Stated exercise: Starting at the line that holds "For full credit, report the bounding box of the puppy in", set down each line through the end of the listing, exactly as written and with nothing added.

[Box-labeled dataset extracts]
[start]

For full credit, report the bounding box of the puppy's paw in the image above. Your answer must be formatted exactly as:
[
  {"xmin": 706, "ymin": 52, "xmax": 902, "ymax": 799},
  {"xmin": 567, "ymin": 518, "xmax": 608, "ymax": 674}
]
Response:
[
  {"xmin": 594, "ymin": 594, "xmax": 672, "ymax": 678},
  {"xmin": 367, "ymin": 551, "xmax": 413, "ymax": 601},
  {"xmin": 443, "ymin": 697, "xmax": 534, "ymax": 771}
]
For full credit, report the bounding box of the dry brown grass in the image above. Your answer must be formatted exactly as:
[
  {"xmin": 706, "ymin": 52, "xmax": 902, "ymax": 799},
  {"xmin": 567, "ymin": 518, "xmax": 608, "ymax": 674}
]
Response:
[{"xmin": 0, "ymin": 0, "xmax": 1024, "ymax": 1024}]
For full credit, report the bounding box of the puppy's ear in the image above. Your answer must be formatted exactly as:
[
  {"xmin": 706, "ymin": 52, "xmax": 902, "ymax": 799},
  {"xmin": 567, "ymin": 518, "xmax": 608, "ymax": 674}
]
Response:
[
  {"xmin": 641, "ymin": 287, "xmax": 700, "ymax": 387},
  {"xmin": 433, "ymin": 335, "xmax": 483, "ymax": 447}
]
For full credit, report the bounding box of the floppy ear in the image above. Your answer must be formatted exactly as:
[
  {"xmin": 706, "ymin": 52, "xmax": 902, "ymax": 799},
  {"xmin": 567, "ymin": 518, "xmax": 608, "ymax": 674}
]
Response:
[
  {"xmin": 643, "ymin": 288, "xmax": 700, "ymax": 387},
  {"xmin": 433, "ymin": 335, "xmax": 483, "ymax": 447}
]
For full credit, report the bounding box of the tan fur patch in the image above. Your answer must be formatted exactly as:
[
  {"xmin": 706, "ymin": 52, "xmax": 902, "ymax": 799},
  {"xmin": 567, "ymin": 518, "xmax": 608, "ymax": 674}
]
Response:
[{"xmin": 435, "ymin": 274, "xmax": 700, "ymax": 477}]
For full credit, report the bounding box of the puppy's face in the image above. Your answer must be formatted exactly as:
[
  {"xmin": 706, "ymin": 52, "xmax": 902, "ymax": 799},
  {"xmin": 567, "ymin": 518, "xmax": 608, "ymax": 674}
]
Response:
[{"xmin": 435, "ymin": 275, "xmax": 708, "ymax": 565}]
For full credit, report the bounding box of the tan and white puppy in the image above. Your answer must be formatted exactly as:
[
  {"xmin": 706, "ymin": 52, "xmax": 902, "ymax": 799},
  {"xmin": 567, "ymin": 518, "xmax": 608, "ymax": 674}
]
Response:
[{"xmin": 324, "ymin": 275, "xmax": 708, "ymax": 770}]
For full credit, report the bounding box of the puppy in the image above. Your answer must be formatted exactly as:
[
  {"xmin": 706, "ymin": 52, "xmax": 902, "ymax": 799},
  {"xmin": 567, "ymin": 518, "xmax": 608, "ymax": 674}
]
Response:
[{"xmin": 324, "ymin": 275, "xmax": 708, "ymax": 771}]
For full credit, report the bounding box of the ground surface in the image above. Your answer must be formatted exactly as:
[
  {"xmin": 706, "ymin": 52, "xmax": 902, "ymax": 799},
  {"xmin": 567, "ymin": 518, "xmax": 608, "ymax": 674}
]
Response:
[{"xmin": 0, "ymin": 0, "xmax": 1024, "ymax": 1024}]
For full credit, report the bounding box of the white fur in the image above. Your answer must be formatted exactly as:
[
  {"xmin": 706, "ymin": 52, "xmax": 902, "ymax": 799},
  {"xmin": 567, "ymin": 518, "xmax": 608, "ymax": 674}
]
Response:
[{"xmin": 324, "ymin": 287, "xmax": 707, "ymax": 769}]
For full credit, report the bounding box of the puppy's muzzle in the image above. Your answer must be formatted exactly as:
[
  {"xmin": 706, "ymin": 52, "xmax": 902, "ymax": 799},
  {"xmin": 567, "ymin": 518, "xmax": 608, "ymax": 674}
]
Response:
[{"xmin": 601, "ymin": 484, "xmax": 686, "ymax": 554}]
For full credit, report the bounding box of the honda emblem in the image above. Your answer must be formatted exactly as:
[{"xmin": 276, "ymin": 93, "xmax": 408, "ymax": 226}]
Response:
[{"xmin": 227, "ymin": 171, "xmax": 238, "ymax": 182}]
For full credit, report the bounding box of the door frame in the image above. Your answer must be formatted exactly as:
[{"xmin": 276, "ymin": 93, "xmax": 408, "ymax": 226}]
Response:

[end]

Written response:
For full credit, report the bounding box of the puppy in the image above. Your answer must be formatted exactly as:
[
  {"xmin": 706, "ymin": 52, "xmax": 902, "ymax": 799},
  {"xmin": 567, "ymin": 518, "xmax": 608, "ymax": 674}
]
Response:
[{"xmin": 324, "ymin": 275, "xmax": 708, "ymax": 771}]
For full credit, report the bounding box of the ground surface in the image above. Your answer must be formatted exactly as:
[
  {"xmin": 706, "ymin": 52, "xmax": 902, "ymax": 799},
  {"xmin": 567, "ymin": 518, "xmax": 608, "ymax": 674}
]
Response:
[{"xmin": 0, "ymin": 0, "xmax": 1024, "ymax": 1024}]
For full credit, report the bounding box of the white fur in the image above. Your answer must be formatted exactly as:
[
  {"xmin": 706, "ymin": 52, "xmax": 902, "ymax": 799},
  {"xmin": 567, "ymin": 518, "xmax": 608, "ymax": 674}
]
Response:
[{"xmin": 324, "ymin": 287, "xmax": 707, "ymax": 769}]
For full credit, report the bounding box of the puppy's muzzle in the image above. Your answer must be formatted exactly as:
[
  {"xmin": 706, "ymin": 52, "xmax": 902, "ymax": 799},
  {"xmin": 567, "ymin": 518, "xmax": 608, "ymax": 674}
]
Response:
[{"xmin": 601, "ymin": 484, "xmax": 686, "ymax": 554}]
For full credit, report the bounding box of the honda emblem in the image above. Your answer must be formatted exactly as:
[{"xmin": 276, "ymin": 93, "xmax": 408, "ymax": 226}]
Response:
[{"xmin": 227, "ymin": 171, "xmax": 238, "ymax": 182}]
For full credit, report the bounding box of the door frame in the image above. Your answer must be formatted exactly as:
[{"xmin": 276, "ymin": 93, "xmax": 408, "ymax": 226}]
Response:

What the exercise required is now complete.